** READING TEXT **

========================================

[swift-server-dev] HTTP Parser
Tyler Cloutier
cloutiertyler at aol.com
Sun Nov 6 13:34:52 CST 2016
I would agree that wrapping the nodejs http_parser is probably the way to go for now. There is a lot of places we could spend our time, but given that that is an extremely well tested program at this point, I don’t see the need to put any wood behind that arrow. Writing a Swift wrapper around it is not difficult and frees us up to work on other more pressing things. In fact many of us, have already done it <https://github.com/SwiftOnEdge/Edge/blob/master/Sources/HTTP/Parser.swift>.
Tyler
> On Nov 4, 2016, at 2:18 PM, Helge Heß via swift-server-dev <swift-server-dev at swift.org> wrote:
>
> On 4 Nov 2016, at 21:20, Paulo Faria <paulo at zewo.io> wrote:
>> Logan, would you be kind to explain why you think we shouldn’t touch C?
>
> Well, I think the rational is pretty clear. Staying within a single language has obvious benefits. Add to that safety features inherent to Swift designed solutions (buffer overruns and such) as well as the relative beauty of a modern language.
>
> http_parser is a very C thing, it makes extensive use of pointers, goto’s and other C ‘tricks' to accomplish the performance it has. It is reasonably small and focused code but certainly not code which is straight forward to read&understand.
>
> At the same time http_parser is a nice demo on how a high performance C core implementation is used in a high-level language environment (Node.js). The user of Node.js doesn’t have to deal with the C stuff at all.
>
> Anyways I stick to my original opinion:
> —snip---
> Personally I’d suggest a small wrapper around this one: https://github.com/nodejs/http-parser
> —snap—
>
> But if someone has a great Swift parser providing the key features I’m interested in (push based, as zero copy as possible, reasonably fast), I’m quite interested too :->
>
> hh
>
>
>> My argument is that using a C library that we all know works well gives us time to work on more important things, like the user-facing API. You mentioned that we all like Swift because it’s safe, succinct and clean. I think we can all agree with that, but that statement doesn’t correlate to using a C lib. We wouldn’t be _implementing_ the parser in c, we would be _using_ a existing c parser. So the work would fall into what we’ll already have to do when dealing with C POSIX APIs, for example. Using a C lib would be one less thing to maintain. So again we can focus on creating safe, succinct and clean code where it really matters, the API level.

========================================

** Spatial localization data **
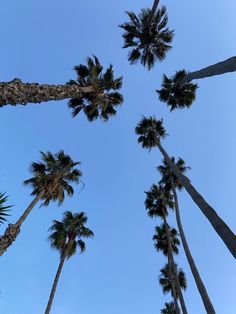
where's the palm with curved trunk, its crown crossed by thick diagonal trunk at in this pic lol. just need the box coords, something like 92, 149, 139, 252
157, 157, 216, 314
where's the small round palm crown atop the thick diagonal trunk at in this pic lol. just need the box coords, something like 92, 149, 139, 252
135, 117, 167, 149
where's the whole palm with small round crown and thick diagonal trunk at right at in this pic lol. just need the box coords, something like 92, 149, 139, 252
135, 117, 236, 258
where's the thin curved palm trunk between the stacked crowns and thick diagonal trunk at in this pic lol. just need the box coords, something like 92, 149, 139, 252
171, 178, 216, 314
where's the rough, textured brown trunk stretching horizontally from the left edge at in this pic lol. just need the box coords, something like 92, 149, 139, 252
0, 79, 93, 107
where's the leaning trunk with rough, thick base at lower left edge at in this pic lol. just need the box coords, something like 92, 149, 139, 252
0, 191, 44, 256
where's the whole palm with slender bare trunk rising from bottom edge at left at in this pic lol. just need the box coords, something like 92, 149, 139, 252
45, 211, 93, 314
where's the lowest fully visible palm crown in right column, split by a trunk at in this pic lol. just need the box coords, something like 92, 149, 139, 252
159, 264, 187, 294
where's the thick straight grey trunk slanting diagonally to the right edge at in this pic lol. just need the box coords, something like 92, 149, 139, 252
157, 141, 236, 258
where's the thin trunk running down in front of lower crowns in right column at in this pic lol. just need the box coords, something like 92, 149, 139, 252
164, 216, 188, 314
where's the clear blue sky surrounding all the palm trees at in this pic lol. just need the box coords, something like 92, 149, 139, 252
0, 0, 236, 314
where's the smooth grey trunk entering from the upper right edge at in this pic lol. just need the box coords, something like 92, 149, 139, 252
183, 56, 236, 83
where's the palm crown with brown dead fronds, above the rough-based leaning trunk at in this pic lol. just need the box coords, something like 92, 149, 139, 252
24, 150, 82, 206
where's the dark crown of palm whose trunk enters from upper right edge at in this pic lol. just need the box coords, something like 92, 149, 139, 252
157, 70, 197, 111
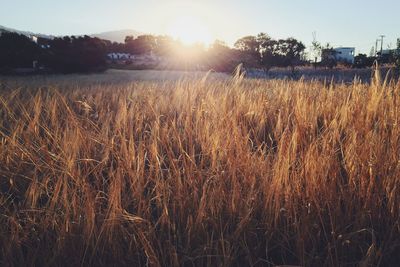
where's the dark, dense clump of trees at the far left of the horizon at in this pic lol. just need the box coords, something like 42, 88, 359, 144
0, 32, 107, 73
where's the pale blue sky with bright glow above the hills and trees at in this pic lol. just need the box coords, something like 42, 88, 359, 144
0, 0, 400, 53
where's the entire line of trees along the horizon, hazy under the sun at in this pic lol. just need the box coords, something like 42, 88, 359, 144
0, 32, 400, 73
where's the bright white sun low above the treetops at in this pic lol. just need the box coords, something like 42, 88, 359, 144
167, 16, 213, 45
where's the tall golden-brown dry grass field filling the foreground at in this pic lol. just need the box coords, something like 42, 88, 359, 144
0, 72, 400, 266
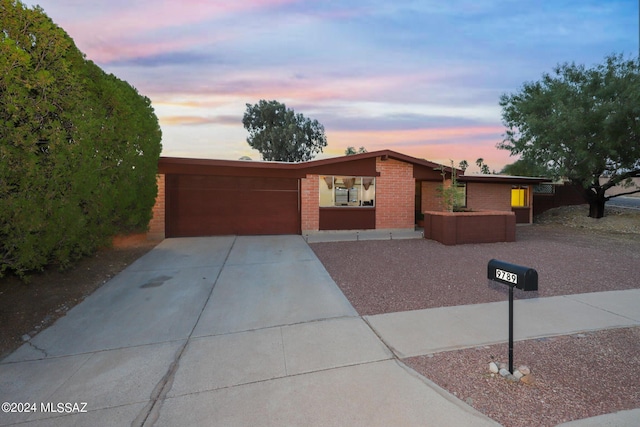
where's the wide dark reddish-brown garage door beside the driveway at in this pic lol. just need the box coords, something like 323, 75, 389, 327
165, 175, 300, 237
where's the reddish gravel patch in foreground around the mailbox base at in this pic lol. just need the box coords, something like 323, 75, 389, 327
403, 328, 640, 427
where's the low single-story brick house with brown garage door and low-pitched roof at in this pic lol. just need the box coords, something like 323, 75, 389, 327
150, 150, 544, 241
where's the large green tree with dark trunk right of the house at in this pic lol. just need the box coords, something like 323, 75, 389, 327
498, 55, 640, 218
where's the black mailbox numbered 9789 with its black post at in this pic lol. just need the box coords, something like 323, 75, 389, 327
487, 259, 538, 374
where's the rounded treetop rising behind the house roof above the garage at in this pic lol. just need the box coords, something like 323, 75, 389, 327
242, 100, 327, 162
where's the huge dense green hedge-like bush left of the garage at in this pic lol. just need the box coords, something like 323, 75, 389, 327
0, 0, 161, 277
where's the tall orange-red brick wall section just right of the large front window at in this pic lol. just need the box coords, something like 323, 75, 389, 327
376, 157, 415, 229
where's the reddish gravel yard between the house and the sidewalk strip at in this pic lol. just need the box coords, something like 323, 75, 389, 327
310, 225, 640, 316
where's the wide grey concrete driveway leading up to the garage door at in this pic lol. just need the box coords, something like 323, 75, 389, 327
0, 236, 497, 426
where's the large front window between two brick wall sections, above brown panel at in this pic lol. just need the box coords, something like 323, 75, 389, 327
320, 175, 376, 207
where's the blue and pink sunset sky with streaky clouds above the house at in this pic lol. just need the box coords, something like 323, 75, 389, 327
24, 0, 639, 171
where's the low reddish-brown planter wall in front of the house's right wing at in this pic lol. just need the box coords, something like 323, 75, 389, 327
424, 211, 516, 245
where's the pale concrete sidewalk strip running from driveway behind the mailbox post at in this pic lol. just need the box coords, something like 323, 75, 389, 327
364, 289, 640, 359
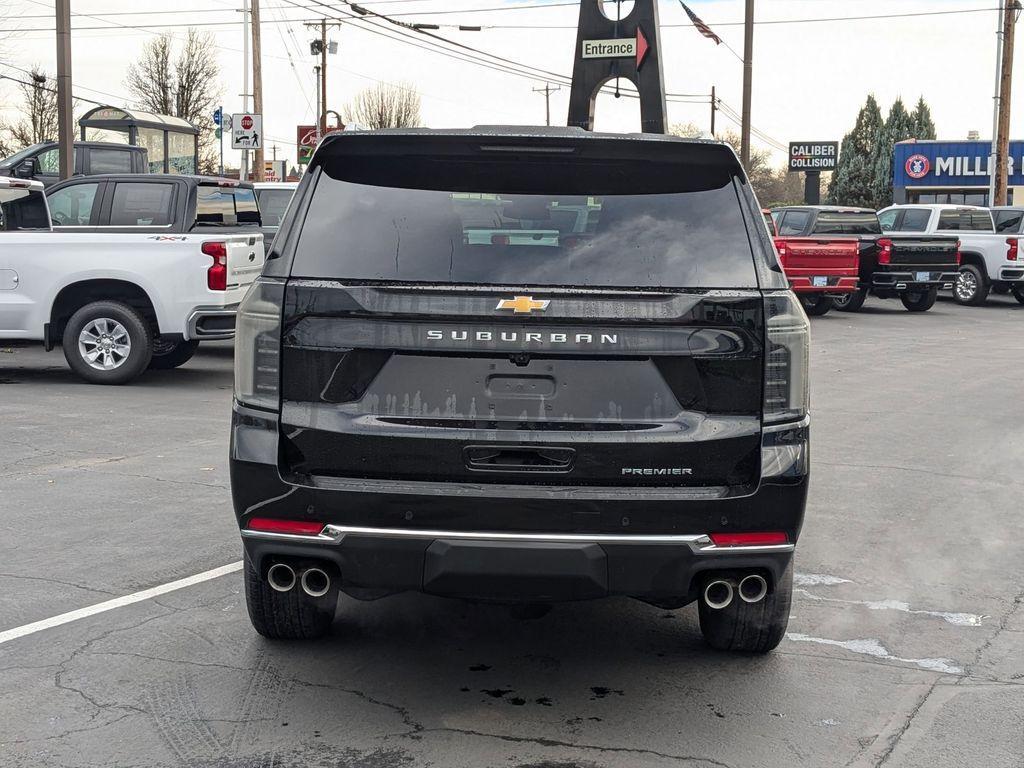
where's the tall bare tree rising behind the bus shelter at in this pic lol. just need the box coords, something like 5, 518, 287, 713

========================================

** WORK INSTRUCTION 1 **
Answer these questions about the HTTP parser post:
(a) Which program does Tyler agree should be wrapped for now?
(b) What does http_parser make extensive use of to reach its performance?
(c) Which key features does the message signed "hh" want in a Swift parser?
** WORK INSTRUCTION 2 **
Repeat the passage of the HTTP parser post starting at "[swift-server-dev] HTTP Parser" and ending at "shouldn’t touch C?".

** PROBLEM SOLUTION 1 **
(a) The nodejs http_parser.
(b) Pointers, goto's and other C "tricks."
(c) Push based, as zero copy as possible, and reasonably fast.

** PROBLEM SOLUTION 2 **
[swift-server-dev] HTTP Parser
Tyler Cloutier
cloutiertyler at aol.com
Sun Nov 6 13:34:52 CST 2016
I would agree that wrapping the nodejs http_parser is probably the way to go for now. There is a lot of places we could spend our time, but given that that is an extremely well tested program at this point, I don’t see the need to put any wood behind that arrow. Writing a Swift wrapper around it is not difficult and frees us up to work on other more pressing things. In fact many of us, have already done it <https://github.com/SwiftOnEdge/Edge/blob/master/Sources/HTTP/Parser.swift>.
Tyler
> On Nov 4, 2016, at 2:18 PM, Helge Heß via swift-server-dev <swift-server-dev at swift.org> wrote:
>
> On 4 Nov 2016, at 21:20, Paulo Faria <paulo at zewo.io> wrote:
>> Logan, would you be kind to explain why you think we shouldn’t touch C?